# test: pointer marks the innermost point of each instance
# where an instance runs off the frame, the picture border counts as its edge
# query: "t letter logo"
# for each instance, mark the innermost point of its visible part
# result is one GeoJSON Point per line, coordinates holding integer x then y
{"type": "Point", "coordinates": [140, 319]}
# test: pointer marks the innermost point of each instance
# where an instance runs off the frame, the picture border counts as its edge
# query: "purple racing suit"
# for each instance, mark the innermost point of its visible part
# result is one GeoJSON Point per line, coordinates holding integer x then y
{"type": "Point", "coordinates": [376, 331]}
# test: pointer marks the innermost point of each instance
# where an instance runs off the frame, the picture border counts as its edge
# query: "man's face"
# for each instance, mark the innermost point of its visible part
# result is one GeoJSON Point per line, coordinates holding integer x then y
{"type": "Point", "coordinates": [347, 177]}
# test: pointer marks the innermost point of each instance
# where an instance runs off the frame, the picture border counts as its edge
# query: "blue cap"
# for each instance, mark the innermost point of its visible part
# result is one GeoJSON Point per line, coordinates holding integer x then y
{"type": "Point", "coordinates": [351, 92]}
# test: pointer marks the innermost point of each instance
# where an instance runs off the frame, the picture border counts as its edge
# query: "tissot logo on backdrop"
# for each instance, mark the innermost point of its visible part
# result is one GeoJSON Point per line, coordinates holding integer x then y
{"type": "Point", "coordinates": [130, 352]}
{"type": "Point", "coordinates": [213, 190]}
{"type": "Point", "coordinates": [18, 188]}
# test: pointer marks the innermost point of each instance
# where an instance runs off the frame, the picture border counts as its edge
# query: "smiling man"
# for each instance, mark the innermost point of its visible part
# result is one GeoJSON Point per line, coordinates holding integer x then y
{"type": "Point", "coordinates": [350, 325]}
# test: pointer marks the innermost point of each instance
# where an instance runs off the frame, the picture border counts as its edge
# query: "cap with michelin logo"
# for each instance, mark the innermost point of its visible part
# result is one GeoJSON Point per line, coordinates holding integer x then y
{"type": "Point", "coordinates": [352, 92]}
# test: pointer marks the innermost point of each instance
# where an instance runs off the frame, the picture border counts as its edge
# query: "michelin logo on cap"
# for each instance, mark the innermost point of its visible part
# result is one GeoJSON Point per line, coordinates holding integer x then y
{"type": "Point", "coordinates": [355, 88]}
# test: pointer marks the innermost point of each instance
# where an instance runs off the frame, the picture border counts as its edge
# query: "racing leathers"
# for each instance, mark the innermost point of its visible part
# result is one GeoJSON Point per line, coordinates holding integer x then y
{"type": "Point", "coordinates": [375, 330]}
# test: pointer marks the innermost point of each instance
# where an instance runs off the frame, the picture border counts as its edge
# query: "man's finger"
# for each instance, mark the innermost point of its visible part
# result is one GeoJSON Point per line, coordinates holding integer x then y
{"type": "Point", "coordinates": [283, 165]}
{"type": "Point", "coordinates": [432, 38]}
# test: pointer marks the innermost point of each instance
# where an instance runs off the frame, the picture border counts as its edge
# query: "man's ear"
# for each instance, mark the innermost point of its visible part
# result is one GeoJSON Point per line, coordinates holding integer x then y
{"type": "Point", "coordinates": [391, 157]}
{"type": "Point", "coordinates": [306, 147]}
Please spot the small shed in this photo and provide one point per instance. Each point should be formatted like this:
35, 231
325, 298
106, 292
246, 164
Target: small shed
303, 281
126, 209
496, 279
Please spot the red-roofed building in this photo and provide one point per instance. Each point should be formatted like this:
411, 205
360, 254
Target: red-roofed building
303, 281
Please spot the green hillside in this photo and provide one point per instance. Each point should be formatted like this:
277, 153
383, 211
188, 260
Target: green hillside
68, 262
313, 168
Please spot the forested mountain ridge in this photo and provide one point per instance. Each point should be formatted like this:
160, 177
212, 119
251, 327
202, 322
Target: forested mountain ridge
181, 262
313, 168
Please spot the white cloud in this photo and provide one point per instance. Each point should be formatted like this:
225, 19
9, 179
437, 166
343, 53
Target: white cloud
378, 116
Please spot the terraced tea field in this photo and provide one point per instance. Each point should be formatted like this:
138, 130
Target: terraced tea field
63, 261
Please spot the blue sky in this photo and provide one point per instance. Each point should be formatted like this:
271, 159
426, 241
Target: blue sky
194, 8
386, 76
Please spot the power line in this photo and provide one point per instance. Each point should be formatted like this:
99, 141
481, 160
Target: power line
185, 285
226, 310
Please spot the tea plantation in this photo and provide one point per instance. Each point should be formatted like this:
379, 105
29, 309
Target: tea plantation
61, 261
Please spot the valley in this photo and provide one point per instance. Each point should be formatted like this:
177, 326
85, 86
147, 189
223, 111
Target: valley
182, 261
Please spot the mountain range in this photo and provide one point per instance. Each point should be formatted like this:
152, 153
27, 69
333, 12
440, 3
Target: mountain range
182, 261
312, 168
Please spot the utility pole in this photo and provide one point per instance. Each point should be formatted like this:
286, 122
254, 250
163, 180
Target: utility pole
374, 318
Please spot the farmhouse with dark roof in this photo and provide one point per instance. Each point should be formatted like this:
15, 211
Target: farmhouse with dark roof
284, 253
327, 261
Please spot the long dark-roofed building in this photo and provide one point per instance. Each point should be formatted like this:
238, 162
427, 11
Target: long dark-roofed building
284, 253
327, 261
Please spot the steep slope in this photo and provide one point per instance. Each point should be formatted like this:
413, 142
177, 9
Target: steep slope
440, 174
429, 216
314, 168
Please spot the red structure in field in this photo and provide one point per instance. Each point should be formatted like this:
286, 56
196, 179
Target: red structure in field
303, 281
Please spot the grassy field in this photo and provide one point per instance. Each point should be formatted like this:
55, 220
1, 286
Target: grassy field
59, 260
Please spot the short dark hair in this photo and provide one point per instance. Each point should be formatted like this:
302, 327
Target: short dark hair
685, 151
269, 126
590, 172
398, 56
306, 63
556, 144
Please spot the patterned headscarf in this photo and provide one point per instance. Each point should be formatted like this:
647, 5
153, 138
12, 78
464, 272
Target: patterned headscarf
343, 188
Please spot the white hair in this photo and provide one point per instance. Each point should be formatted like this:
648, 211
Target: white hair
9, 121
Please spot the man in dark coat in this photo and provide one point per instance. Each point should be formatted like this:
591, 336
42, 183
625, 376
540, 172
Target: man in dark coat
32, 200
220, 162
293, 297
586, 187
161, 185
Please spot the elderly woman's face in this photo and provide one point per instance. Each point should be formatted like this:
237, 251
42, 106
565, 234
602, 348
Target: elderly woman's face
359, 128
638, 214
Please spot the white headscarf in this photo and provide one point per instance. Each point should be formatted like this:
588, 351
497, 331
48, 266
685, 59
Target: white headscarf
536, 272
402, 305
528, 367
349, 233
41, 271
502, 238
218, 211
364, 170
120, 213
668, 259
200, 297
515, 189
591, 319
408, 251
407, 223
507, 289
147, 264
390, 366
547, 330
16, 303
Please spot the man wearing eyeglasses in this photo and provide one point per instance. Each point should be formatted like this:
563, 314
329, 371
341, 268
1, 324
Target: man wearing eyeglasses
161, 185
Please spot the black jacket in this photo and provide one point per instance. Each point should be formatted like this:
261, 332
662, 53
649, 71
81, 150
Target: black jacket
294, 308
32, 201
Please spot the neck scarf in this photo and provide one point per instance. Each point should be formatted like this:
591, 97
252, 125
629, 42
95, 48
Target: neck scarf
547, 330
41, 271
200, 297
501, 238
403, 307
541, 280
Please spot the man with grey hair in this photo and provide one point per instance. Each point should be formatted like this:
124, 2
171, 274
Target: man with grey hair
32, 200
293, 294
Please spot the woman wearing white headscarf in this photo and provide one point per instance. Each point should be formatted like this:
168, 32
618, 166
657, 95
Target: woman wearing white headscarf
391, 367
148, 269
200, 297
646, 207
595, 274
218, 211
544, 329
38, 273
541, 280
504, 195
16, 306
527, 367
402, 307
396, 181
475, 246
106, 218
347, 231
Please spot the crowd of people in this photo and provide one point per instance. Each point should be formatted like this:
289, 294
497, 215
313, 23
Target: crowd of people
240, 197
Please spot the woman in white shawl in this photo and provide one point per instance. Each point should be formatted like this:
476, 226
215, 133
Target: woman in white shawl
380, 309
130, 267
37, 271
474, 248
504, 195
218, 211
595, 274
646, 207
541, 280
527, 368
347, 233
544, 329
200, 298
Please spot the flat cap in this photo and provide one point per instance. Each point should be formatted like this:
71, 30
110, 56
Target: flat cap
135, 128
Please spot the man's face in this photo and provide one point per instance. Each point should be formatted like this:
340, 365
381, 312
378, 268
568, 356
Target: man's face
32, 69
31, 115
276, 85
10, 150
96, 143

__WORK ITEM__. Using the material above, gather every line that includes "logo".

__OUTPUT FOR THIS TASK__.
# query: "t letter logo"
# query: "tissot logo on backdrop"
# query: "cap with michelin logo"
# query: "michelin logo on cap"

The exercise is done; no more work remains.